● **Raw records**:
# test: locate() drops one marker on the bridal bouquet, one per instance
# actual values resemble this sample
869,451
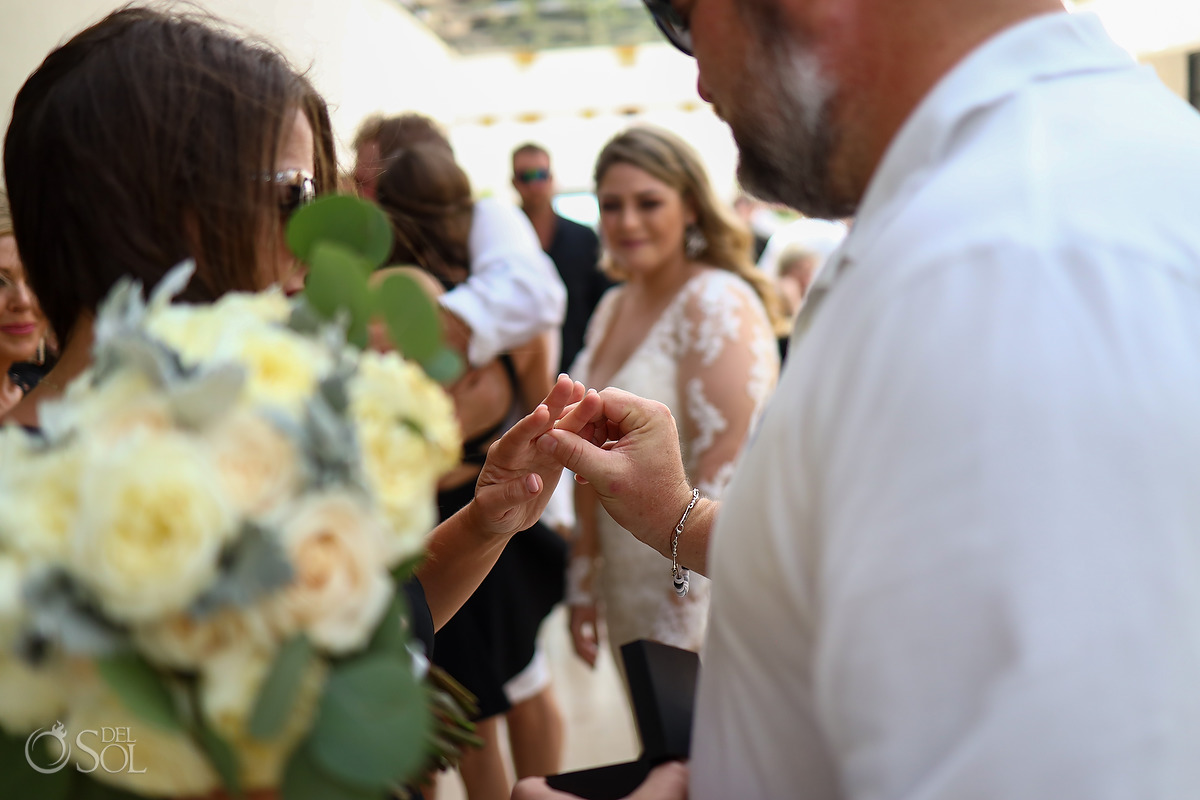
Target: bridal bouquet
199,551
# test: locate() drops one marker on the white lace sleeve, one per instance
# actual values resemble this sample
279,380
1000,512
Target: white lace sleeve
727,370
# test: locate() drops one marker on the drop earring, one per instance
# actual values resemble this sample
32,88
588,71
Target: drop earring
694,241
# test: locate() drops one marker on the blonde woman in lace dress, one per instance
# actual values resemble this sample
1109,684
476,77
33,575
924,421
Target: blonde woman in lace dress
694,326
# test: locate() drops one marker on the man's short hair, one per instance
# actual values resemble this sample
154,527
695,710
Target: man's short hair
531,148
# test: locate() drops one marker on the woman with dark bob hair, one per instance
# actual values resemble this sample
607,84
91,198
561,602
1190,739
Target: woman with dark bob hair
155,137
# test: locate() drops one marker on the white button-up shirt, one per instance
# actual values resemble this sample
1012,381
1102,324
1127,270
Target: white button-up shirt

● **The problem**:
Rewrite every line of the data above as a numbered list, skipping any blank lines and leaving out the pictures.

● **Reply to the exercise**:
1. # test: locate() drops one marker on the bridal bouquet, one per instance
2. # actual values resemble this sample
3. 869,451
4. Target: bridal bouquet
5. 199,551
6. # test: locate() drops one marker on the white lace sleeve, one per instance
7. # actual values resemble this sample
8. 279,380
9. 1000,512
10. Target: white lace sleeve
11. 727,370
12. # test: locate() drops one marker on the drop earring, one per instance
13. # actual values resemble this sample
14. 32,88
15. 588,71
16. Target: drop earring
17. 694,241
18. # test: locate() drops one marker on the blonde woman in lace dress, one per instance
19. # actual values resemble this sample
20. 1109,684
21. 476,77
22. 33,575
23. 924,421
24. Target: blonde woman in lace dress
25. 694,326
26. # test: locate() drops one marker on the man's short hair, one per instance
27. # actual values resemble this sample
28. 154,527
29. 695,710
30. Target: man's short hair
31. 531,148
32. # test: locate() drops one marker on the woman with dark bob hair, one per instance
33. # actual values resemble this sample
34. 607,84
35. 91,198
36. 561,602
37. 1190,739
38. Target: woman with dark bob hair
39. 155,137
40. # test: locate() drops one marker on the white button-up shirt, one per instance
41. # actual values resemble this sample
42. 1012,381
43. 1102,324
44. 1127,270
45. Target: white button-up shirt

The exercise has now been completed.